What to produce:
Scan the data below and pick out the lines containing the word "crowd".

Material supplied:
——————

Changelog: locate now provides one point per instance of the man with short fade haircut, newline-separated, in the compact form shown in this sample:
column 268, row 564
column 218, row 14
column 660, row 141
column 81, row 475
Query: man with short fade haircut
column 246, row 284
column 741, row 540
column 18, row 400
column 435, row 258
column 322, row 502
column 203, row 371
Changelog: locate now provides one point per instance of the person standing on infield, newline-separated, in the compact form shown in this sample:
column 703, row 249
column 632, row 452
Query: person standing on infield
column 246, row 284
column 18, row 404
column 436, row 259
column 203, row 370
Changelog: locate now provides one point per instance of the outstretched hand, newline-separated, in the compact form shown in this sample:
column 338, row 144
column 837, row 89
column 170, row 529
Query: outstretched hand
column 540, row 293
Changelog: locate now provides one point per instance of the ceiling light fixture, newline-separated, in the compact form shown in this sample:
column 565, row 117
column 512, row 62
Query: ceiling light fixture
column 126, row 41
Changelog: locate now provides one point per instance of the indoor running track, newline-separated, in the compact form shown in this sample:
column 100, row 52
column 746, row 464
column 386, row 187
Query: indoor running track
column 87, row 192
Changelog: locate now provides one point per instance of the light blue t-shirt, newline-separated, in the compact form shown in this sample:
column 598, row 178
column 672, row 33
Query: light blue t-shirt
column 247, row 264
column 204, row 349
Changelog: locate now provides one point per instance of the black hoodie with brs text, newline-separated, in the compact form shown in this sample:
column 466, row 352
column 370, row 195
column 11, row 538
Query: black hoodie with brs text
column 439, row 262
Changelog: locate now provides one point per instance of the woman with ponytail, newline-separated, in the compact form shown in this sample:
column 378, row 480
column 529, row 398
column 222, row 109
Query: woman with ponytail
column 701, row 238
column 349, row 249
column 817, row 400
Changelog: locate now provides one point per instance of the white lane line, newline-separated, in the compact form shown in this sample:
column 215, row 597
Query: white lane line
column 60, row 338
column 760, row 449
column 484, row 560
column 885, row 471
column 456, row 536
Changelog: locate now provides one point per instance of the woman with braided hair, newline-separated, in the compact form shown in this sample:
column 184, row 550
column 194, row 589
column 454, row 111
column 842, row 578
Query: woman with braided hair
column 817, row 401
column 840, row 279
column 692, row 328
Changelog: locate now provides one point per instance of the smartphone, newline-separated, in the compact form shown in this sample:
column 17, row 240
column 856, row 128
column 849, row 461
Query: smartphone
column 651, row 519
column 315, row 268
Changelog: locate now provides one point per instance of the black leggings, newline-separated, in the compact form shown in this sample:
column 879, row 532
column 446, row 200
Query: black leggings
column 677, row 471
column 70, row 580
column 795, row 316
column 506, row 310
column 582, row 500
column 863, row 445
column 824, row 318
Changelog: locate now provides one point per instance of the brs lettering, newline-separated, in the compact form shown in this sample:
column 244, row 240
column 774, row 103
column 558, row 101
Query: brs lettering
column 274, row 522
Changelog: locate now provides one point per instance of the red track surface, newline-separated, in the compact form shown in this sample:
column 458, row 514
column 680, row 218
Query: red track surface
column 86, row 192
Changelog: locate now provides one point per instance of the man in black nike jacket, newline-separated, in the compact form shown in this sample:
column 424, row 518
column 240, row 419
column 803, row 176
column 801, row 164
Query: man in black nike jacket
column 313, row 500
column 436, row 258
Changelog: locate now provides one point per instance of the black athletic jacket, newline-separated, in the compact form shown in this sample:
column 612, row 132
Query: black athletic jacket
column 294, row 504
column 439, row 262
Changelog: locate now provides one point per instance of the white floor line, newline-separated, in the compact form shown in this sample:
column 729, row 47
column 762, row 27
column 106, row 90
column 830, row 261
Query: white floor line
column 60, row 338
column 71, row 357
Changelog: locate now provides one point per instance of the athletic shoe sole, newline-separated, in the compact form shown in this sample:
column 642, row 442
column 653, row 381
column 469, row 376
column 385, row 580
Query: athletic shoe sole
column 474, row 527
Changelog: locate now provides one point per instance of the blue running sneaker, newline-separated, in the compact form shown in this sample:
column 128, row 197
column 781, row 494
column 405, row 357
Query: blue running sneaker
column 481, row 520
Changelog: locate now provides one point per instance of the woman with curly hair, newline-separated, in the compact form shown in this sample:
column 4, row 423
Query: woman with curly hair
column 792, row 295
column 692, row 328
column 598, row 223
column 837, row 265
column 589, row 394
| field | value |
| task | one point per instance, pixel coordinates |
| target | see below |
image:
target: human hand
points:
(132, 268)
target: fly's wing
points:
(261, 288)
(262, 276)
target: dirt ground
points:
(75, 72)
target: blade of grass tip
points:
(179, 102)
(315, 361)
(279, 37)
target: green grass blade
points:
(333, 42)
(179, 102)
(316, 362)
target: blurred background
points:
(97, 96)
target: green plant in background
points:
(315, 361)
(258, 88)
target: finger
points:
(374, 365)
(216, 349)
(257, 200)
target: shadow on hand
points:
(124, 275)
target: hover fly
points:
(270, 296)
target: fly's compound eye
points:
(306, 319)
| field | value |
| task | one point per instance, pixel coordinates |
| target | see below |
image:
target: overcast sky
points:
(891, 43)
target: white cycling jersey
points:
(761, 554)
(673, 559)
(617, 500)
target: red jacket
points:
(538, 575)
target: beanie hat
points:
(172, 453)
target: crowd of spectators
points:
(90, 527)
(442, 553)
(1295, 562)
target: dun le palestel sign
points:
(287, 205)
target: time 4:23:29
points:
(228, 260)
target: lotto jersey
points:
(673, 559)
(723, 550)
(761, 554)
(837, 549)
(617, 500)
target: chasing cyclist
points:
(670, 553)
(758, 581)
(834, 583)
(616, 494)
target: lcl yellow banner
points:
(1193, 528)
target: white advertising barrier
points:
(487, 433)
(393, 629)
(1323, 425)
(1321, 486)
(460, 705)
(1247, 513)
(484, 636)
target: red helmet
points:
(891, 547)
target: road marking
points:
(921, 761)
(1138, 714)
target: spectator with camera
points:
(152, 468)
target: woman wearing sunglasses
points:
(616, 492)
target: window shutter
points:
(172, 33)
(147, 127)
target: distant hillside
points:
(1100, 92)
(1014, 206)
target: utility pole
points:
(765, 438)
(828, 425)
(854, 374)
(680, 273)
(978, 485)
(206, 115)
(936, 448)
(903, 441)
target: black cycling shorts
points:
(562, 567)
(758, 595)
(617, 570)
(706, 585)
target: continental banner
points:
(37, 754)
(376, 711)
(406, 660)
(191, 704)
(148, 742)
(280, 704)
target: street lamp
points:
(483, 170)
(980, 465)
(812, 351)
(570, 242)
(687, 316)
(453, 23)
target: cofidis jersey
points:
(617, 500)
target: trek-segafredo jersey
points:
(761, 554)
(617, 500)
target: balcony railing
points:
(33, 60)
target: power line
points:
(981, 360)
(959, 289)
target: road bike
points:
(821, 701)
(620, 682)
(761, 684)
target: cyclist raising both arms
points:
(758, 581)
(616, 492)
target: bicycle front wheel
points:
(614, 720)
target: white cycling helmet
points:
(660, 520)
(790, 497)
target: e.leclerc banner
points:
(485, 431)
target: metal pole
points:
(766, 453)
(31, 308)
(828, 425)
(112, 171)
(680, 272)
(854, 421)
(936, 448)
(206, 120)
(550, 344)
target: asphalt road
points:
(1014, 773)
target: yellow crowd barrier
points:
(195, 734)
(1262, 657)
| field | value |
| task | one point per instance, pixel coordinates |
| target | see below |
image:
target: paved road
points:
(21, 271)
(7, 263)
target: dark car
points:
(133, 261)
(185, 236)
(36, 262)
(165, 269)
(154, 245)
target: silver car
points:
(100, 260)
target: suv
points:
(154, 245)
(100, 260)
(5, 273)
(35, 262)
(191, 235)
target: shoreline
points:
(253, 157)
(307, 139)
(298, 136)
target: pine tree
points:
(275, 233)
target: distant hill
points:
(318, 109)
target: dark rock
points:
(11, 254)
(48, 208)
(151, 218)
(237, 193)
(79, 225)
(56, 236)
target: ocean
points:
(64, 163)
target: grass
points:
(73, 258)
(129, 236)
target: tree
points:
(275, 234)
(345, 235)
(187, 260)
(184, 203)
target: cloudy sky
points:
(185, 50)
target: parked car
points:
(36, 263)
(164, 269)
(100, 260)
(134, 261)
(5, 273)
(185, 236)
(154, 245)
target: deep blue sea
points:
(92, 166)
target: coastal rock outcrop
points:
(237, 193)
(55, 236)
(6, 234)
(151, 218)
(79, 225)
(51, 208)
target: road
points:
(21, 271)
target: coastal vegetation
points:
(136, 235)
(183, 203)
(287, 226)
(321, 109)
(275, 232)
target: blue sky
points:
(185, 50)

——————

Your solution:
target: crowd of spectators
target: yellow crowd barrier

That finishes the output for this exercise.